## Begin Excerpted records

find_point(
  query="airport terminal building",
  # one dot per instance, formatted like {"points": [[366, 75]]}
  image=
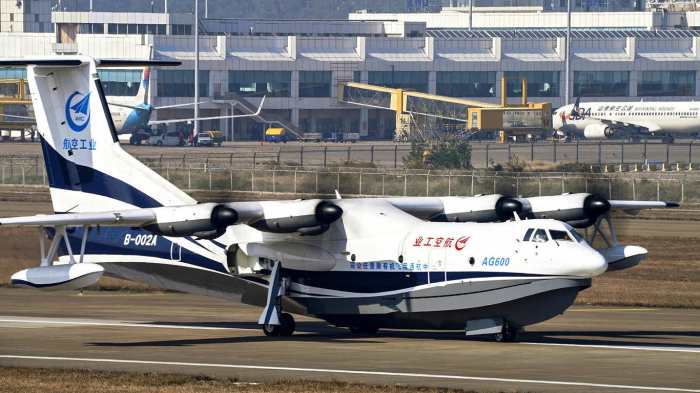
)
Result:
{"points": [[626, 55]]}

## End Excerpted records

- Stated problem -
Please quote every item above word for word, leaving the pictures out of your answer.

- Answer to this task -
find_point(
  query="airport terminal building",
  # one dot per instance, formatted like {"points": [[366, 75]]}
  image=
)
Result:
{"points": [[626, 55]]}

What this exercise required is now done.